** Start of Data section **

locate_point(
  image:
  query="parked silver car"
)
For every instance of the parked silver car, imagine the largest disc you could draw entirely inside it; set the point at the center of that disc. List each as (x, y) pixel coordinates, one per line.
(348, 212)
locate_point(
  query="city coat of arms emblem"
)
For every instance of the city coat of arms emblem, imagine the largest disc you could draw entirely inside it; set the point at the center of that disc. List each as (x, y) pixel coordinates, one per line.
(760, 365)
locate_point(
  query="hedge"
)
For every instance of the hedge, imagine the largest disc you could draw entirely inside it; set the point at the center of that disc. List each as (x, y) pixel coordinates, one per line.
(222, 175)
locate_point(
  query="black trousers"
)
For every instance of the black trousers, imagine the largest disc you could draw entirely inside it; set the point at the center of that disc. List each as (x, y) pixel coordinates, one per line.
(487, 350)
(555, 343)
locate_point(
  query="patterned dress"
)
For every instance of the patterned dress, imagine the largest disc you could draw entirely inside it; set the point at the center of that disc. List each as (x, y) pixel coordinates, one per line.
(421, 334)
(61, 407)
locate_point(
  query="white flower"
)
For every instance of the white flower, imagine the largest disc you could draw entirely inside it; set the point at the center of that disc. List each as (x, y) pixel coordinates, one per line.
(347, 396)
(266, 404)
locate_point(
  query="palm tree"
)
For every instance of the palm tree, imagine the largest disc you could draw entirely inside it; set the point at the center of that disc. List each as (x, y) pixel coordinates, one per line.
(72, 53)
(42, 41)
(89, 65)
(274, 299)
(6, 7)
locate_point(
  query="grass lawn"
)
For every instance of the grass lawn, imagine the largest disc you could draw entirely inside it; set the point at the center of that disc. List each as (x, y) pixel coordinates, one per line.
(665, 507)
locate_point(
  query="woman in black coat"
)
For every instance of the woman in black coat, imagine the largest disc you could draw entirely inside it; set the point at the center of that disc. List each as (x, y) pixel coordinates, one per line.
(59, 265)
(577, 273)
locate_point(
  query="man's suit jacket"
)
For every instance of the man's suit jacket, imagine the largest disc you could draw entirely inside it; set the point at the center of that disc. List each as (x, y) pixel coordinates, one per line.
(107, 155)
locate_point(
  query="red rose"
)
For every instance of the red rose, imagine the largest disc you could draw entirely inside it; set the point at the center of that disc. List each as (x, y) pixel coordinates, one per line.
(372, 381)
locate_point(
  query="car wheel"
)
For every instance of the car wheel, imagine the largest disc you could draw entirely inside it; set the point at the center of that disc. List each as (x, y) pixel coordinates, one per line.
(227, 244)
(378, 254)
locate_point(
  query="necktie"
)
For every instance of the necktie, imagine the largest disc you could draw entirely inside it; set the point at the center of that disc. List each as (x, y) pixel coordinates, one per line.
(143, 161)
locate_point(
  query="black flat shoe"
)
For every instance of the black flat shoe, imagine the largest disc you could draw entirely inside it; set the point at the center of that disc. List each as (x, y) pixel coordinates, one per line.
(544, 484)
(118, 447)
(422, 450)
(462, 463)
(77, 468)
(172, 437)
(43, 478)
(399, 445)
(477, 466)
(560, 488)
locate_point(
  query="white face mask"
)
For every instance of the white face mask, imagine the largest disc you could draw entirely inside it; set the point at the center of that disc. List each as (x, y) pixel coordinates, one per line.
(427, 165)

** End of Data section **

▶ What is being asked
Exactly reproduce all of the entries above.

▶ Exercise response
locate_point(
  image:
  query="parked silver car"
)
For every instance of the parked silver car, imagine the largest disc you could draw entirely inside it; set the point at the center of that disc. List each as (x, y) pixel coordinates, one per line.
(348, 212)
locate_point(
  query="city coat of arms emblem"
)
For every instance of the city coat of arms emblem, imagine the largest disc you could draw entirely inside it; set the point at the center of that disc. List each as (x, y) pixel coordinates, one per line.
(760, 365)
locate_point(
  query="hedge"
)
For every instance of the hedge, imagine the largest disc you could draw entirely inside it; set the point at the center of that disc. List each as (x, y) pixel coordinates, one per line.
(222, 175)
locate_point(
  query="black trousers"
)
For every instance of the black trousers, imagine the largest disc you could draw entirely inside it; set the point at the center of that disc. List each as (x, y) pixel coordinates, one per line.
(487, 350)
(555, 343)
locate_point(
  query="patterned dress"
)
For every instance of the patterned dress, imagine the largest disc you could draw entirely inside it; set the point at the center of that disc. List each as (x, y) pixel coordinates, one per line.
(421, 334)
(61, 407)
locate_point(
  query="white flower"
)
For every instance of the white flower, imagine the largest disc you could draw entirely inside it; set the point at the center of that disc. List each as (x, y) pixel coordinates, one per line.
(347, 396)
(266, 404)
locate_point(
  query="palm tree"
)
For every instance of the palm tree, imagine the largest disc you could draw entirely inside it; set the point at the center of that disc. List each as (x, y) pixel coordinates, one per line.
(72, 53)
(42, 41)
(89, 65)
(274, 299)
(6, 7)
locate_point(
  query="grass lawn"
)
For every instance of the grass lawn, imagine the largest disc you could draw entirely inside it; set the point at the center of that disc. List each as (x, y) pixel coordinates, one per line.
(665, 507)
locate_point(
  query="woman in black coat"
)
For every instance of the woman in black coat, imagine the largest disc you could draw entirely inside it; set the point at the center of that disc. List each as (x, y) pixel coordinates, one per line.
(59, 265)
(577, 273)
locate_point(
  query="man's suit jacket"
)
For every instance of the man's suit jacket, imagine the largest disc you could draw entirely inside it; set the point at the center of that disc. List each as (x, y) pixel coordinates, one per line.
(107, 155)
locate_point(
  query="red rose"
)
For every instance of the red rose, imagine the largest disc you could draw entirely inside it; set the point at the center of that disc. List each as (x, y) pixel coordinates, one per line.
(372, 381)
locate_point(
  query="car wheel"
)
For every instance of the car wheel, imagine the largest disc you could draw entirely inside it; set the point at the center of that disc. List each as (x, y) pixel coordinates, one per line.
(227, 244)
(378, 254)
locate_point(
  query="necktie"
)
For every instance of the necktie, imagine the largest disc you could draw entirely inside it; set the point at the center of that disc. List each as (x, y) pixel coordinates, one per line.
(143, 161)
locate_point(
  query="black flat shoe"
)
For every instance of the black flat shoe, imagine the largest disc you could draw entirely inside it; set the point at the center of that disc. List each as (x, y) pixel coordinates, one per line.
(544, 484)
(118, 447)
(422, 450)
(462, 463)
(77, 468)
(172, 437)
(43, 478)
(399, 445)
(477, 466)
(560, 488)
locate_point(
  query="white face mask"
)
For every instance of the white face mask, imagine the largest disc you could draw entirely inside it; set the point at the center of that disc. List each as (x, y) pixel coordinates, one per line.
(427, 165)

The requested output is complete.